(Short task): Using the records below, copy out exactly the line that contains "the black background" and every line that follows it, up to and including the last, and no others.

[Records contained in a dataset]

◇ ◇ ◇

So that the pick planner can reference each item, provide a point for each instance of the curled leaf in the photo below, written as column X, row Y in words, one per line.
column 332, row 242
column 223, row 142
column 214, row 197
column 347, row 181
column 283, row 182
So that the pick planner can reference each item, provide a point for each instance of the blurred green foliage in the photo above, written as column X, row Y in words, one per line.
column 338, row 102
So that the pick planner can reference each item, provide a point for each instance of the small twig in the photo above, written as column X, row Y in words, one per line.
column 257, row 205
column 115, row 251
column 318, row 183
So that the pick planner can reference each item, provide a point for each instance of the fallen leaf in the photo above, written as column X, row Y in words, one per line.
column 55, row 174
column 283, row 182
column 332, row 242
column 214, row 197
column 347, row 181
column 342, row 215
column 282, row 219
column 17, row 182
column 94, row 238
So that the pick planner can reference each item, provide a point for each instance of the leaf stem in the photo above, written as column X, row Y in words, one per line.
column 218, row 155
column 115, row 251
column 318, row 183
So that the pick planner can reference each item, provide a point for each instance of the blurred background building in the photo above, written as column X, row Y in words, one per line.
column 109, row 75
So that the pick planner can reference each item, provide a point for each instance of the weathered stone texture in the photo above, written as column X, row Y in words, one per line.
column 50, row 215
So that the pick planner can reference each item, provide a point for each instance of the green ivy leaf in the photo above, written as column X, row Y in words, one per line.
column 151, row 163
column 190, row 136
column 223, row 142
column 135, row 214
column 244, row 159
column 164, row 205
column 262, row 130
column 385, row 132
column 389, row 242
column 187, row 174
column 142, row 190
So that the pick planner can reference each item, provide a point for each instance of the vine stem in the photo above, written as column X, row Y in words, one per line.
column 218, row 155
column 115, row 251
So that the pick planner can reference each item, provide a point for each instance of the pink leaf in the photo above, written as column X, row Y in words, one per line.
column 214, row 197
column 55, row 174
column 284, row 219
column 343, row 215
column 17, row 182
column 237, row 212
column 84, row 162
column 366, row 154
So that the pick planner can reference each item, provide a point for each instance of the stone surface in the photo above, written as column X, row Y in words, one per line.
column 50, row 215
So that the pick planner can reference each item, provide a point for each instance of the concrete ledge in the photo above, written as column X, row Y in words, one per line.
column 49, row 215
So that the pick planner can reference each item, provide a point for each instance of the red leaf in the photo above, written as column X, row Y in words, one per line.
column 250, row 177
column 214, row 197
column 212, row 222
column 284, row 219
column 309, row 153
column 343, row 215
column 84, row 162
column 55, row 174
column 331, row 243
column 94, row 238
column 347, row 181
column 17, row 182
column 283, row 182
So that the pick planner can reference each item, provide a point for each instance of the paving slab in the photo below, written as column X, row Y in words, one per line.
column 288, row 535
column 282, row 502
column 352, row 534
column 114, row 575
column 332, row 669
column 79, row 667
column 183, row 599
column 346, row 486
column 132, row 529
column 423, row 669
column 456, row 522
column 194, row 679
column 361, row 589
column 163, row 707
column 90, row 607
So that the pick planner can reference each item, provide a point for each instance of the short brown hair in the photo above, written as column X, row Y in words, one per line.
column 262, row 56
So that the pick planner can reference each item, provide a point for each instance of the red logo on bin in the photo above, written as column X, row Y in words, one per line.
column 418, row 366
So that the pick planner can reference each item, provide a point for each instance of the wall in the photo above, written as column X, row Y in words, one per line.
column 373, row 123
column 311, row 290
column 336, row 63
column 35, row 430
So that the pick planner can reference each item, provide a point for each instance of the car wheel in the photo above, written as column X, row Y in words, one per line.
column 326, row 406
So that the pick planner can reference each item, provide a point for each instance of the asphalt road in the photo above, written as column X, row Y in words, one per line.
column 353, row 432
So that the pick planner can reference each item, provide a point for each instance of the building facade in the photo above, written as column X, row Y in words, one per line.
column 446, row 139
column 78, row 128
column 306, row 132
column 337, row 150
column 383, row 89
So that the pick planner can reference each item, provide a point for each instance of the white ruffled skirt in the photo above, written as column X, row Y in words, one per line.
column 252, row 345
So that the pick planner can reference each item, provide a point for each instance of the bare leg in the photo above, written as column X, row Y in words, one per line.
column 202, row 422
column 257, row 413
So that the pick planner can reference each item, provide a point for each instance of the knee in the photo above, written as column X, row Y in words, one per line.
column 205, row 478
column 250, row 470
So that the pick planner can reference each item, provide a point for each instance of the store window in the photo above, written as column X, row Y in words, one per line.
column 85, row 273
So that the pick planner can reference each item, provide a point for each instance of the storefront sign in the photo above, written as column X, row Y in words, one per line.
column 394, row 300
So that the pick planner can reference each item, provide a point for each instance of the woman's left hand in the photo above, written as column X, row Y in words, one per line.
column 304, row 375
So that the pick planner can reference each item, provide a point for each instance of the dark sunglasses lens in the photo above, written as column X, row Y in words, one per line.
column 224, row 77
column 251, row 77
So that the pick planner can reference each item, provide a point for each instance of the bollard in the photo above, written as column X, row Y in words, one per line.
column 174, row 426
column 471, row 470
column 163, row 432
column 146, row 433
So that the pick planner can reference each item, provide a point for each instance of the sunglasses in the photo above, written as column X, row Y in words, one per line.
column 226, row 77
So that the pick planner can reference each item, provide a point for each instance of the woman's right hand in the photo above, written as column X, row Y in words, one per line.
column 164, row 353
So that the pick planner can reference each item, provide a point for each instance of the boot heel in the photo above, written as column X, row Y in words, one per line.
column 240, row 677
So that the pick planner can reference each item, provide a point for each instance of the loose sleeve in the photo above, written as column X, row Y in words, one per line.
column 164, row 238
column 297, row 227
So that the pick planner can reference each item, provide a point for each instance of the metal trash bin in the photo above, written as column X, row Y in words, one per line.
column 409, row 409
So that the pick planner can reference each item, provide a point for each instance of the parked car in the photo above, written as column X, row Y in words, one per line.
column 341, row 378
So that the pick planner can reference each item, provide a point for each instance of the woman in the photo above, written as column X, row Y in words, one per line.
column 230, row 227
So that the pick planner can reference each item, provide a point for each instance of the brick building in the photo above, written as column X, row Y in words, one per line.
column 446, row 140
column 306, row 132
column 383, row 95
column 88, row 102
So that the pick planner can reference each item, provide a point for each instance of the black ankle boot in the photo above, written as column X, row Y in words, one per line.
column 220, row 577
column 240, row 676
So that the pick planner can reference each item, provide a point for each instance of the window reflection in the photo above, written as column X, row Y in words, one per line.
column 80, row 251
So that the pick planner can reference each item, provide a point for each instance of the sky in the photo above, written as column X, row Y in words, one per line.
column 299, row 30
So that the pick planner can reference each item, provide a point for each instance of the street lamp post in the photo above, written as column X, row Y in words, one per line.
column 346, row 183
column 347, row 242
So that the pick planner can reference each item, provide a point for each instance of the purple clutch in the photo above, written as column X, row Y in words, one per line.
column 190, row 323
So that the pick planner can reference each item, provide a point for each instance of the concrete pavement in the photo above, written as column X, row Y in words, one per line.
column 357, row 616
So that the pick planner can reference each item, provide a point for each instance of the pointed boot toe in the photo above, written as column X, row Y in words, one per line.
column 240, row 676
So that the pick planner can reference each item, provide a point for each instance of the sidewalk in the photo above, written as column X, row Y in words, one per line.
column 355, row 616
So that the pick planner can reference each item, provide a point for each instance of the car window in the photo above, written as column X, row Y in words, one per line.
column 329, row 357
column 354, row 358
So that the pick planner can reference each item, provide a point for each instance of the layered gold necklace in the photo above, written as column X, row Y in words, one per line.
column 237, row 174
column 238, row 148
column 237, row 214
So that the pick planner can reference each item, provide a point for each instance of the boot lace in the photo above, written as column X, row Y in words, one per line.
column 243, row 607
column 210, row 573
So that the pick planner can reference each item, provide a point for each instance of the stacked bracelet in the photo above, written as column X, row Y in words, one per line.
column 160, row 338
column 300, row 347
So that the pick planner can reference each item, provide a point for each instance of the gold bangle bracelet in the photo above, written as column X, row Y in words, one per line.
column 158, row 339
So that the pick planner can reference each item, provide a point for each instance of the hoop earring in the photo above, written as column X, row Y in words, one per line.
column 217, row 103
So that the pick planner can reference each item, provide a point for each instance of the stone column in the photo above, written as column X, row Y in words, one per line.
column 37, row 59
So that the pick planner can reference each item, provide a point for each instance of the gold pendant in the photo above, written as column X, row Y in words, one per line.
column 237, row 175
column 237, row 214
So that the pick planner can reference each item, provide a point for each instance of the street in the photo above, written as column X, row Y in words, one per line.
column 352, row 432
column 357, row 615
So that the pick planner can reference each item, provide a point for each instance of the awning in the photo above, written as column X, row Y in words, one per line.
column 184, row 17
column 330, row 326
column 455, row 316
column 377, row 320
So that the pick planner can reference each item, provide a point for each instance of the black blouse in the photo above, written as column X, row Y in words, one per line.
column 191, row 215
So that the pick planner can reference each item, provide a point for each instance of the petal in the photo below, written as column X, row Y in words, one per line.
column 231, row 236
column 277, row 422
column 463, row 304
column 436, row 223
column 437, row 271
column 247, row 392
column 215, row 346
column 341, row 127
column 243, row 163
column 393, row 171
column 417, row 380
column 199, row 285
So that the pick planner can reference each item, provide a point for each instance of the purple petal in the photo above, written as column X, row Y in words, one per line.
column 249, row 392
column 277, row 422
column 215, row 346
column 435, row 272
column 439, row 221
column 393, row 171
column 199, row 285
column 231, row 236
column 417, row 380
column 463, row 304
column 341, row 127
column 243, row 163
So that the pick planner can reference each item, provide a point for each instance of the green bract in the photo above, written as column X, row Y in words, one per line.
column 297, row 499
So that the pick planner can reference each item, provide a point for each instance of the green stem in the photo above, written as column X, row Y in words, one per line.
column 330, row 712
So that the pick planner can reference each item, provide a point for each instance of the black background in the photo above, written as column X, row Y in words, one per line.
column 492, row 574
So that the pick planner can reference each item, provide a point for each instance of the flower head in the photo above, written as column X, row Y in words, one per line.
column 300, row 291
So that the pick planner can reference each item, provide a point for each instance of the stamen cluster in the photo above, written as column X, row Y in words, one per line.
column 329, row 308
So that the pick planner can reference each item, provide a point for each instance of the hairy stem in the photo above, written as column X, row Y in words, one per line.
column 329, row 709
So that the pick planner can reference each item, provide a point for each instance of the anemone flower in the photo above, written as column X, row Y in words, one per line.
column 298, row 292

◇ ◇ ◇

(Answer in full):
So that the pick planner can reference each item, provide a point for each instance of the black background in the photo above, written as column X, row Y in words, one per line.
column 492, row 574
So that the pick planner can reference each item, provide a point for each instance of the flower head in the photo above, written as column X, row Y in words, one per line.
column 300, row 291
So that the pick planner can reference each item, provide a point for each instance of the stamen cluster in the photo above, written as column X, row Y in words, one per line.
column 329, row 308
So that the pick planner can reference each item, provide a point for each instance of the hairy stem in the photo above, written as column X, row Y in words, one per line.
column 329, row 709
So that the pick planner can reference each item, provide a point for each instance of the anemone flower in the photo above, written as column X, row Y in words, one per line.
column 298, row 292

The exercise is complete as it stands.